Required task:
Gather every line in the listing below that contains the word "ground", and copy each of those lines in full.

────────

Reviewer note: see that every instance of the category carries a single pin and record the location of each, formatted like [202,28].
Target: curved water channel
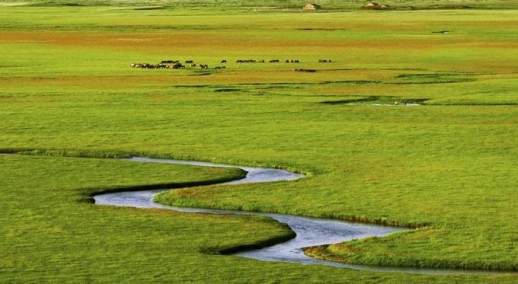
[309,231]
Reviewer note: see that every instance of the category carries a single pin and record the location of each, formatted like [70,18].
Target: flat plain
[412,123]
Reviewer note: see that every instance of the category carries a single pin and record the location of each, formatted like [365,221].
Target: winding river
[309,231]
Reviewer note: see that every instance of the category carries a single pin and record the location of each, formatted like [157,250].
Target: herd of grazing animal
[177,64]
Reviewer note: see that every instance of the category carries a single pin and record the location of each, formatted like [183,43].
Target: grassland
[447,167]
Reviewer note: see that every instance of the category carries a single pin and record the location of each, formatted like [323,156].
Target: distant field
[275,4]
[412,123]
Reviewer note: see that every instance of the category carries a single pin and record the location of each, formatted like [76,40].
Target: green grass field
[447,167]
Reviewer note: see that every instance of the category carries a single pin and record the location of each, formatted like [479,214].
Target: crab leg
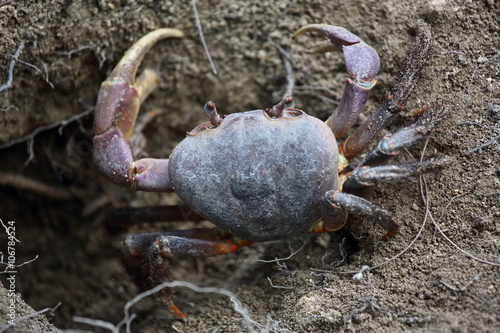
[117,107]
[365,208]
[362,64]
[404,84]
[361,181]
[145,256]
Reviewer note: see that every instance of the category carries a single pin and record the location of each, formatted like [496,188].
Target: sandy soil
[446,280]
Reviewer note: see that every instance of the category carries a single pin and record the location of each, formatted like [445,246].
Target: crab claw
[362,64]
[118,104]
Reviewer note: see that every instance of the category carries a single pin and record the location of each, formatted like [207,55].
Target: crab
[261,175]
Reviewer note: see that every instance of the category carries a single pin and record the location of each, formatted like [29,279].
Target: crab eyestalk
[362,64]
[213,116]
[277,110]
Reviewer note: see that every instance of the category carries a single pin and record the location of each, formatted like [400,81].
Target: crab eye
[212,114]
[277,110]
[288,101]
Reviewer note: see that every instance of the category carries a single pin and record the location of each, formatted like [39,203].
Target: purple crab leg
[118,104]
[363,207]
[362,64]
[404,84]
[145,256]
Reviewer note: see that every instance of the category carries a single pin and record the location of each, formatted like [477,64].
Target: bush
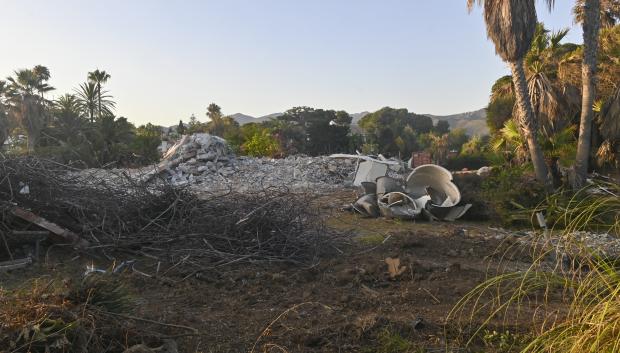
[512,192]
[474,161]
[261,144]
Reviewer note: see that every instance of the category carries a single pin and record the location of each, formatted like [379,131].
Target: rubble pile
[198,155]
[428,192]
[206,162]
[294,172]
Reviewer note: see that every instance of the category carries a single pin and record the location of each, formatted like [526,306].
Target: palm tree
[24,105]
[511,25]
[591,26]
[41,76]
[91,99]
[98,78]
[609,12]
[609,127]
[4,121]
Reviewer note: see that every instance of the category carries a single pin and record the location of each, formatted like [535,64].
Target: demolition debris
[428,192]
[166,223]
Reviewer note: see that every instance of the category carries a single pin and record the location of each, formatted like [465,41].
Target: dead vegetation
[119,213]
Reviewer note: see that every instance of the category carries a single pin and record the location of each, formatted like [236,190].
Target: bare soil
[341,304]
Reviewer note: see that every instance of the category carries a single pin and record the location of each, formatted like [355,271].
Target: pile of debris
[427,192]
[195,156]
[158,220]
[208,163]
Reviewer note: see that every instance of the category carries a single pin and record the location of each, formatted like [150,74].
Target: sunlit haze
[169,60]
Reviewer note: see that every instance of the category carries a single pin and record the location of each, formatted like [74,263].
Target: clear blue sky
[169,59]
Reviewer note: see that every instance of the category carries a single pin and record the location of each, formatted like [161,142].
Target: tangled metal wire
[116,211]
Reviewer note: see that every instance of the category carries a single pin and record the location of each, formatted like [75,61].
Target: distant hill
[243,119]
[357,117]
[474,123]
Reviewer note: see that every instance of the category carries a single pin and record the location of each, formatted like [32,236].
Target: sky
[170,59]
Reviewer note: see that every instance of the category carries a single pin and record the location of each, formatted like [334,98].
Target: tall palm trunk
[527,122]
[591,26]
[99,98]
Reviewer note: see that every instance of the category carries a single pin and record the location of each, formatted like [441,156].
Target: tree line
[555,90]
[76,127]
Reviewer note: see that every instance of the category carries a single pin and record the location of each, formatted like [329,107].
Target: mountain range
[473,122]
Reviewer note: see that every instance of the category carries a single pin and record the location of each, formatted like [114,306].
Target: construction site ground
[347,302]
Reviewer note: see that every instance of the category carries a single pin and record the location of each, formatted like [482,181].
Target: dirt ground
[347,302]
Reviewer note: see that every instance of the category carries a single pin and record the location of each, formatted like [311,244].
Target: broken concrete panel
[438,180]
[398,205]
[369,187]
[386,184]
[367,204]
[369,171]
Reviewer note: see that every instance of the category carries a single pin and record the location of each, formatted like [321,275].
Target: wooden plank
[15,264]
[52,227]
[31,232]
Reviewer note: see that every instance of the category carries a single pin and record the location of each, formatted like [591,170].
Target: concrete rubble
[206,162]
[428,192]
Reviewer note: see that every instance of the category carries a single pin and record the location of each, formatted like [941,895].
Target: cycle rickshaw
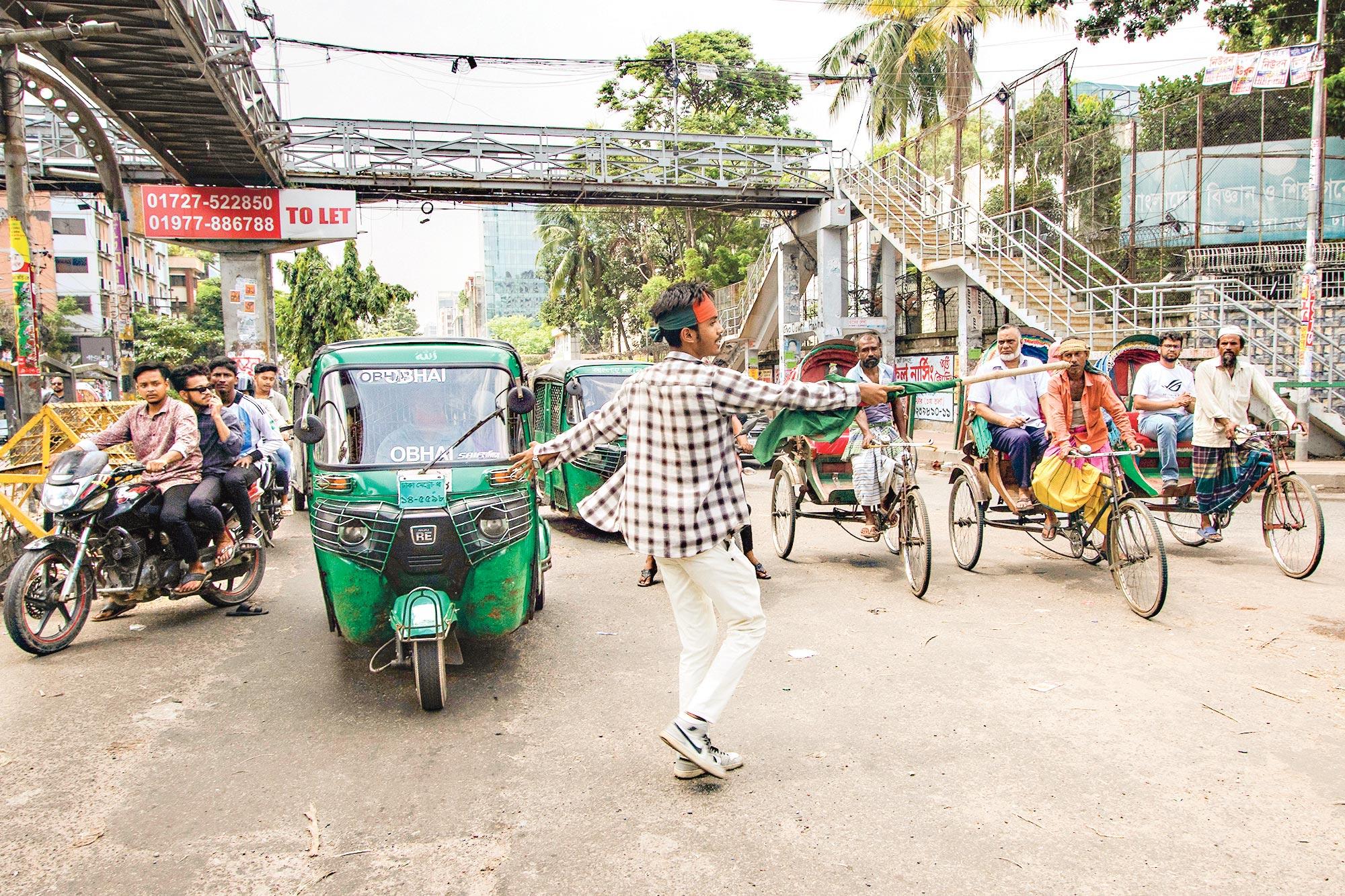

────────

Task answer:
Target: construction site ground
Target: dirt ground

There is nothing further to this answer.